### What is needed
Return every line of the data that contains the string "door".

(Beginning of Records for this task)

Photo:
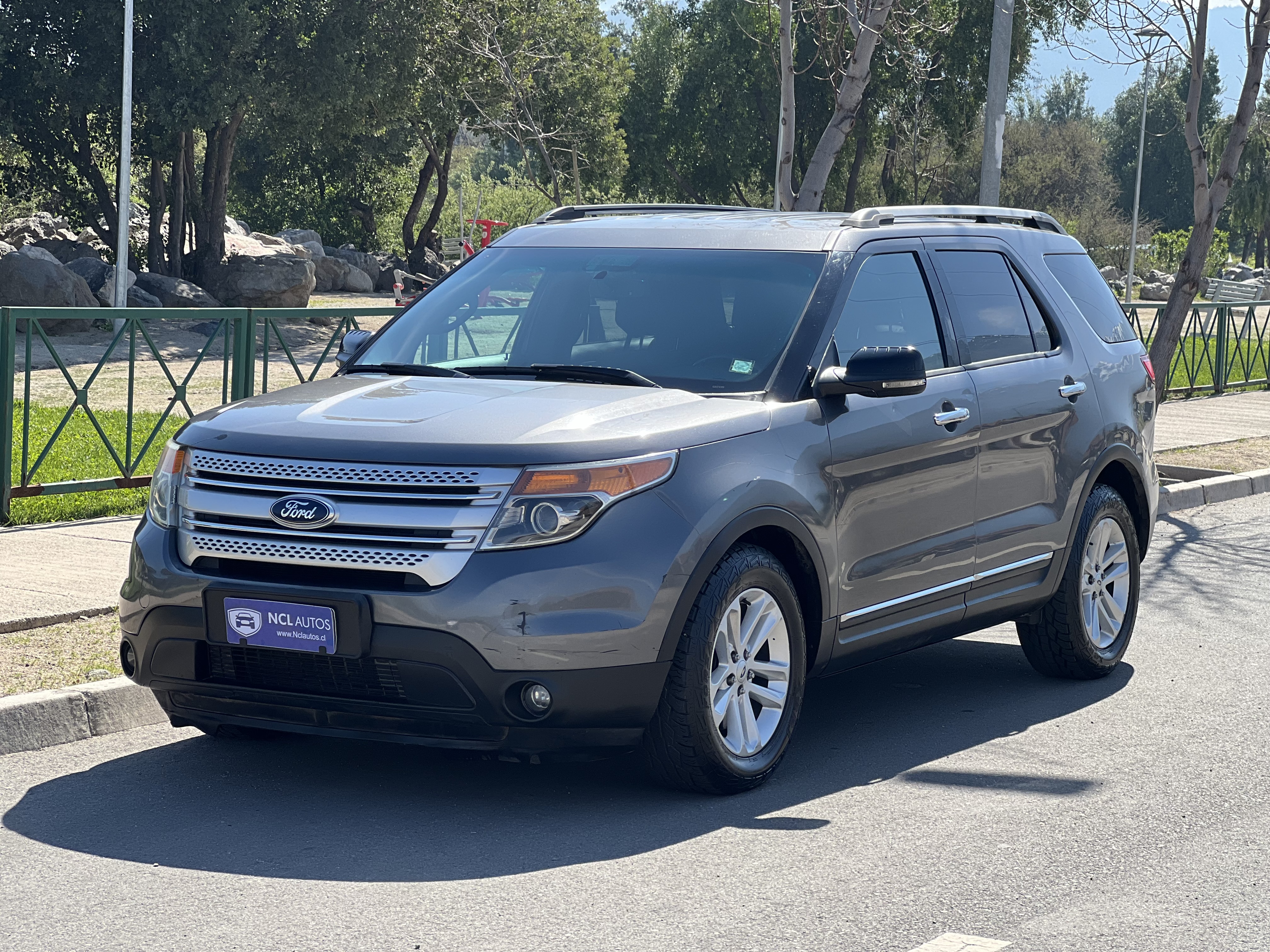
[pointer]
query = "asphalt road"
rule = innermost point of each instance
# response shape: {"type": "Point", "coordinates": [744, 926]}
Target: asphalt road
{"type": "Point", "coordinates": [947, 791]}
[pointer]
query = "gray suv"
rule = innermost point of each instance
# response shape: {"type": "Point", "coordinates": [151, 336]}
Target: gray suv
{"type": "Point", "coordinates": [632, 475]}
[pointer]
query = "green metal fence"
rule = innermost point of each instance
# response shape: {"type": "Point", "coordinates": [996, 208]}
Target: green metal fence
{"type": "Point", "coordinates": [1222, 347]}
{"type": "Point", "coordinates": [242, 347]}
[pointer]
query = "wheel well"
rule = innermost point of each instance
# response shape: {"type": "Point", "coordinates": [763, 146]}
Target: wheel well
{"type": "Point", "coordinates": [1121, 478]}
{"type": "Point", "coordinates": [798, 563]}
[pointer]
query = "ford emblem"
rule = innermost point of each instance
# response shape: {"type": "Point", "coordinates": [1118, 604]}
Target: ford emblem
{"type": "Point", "coordinates": [303, 512]}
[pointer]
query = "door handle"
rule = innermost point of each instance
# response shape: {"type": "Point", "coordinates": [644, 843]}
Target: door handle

(End of Records for this task)

### Task solution
query = "door handle"
Target: door handle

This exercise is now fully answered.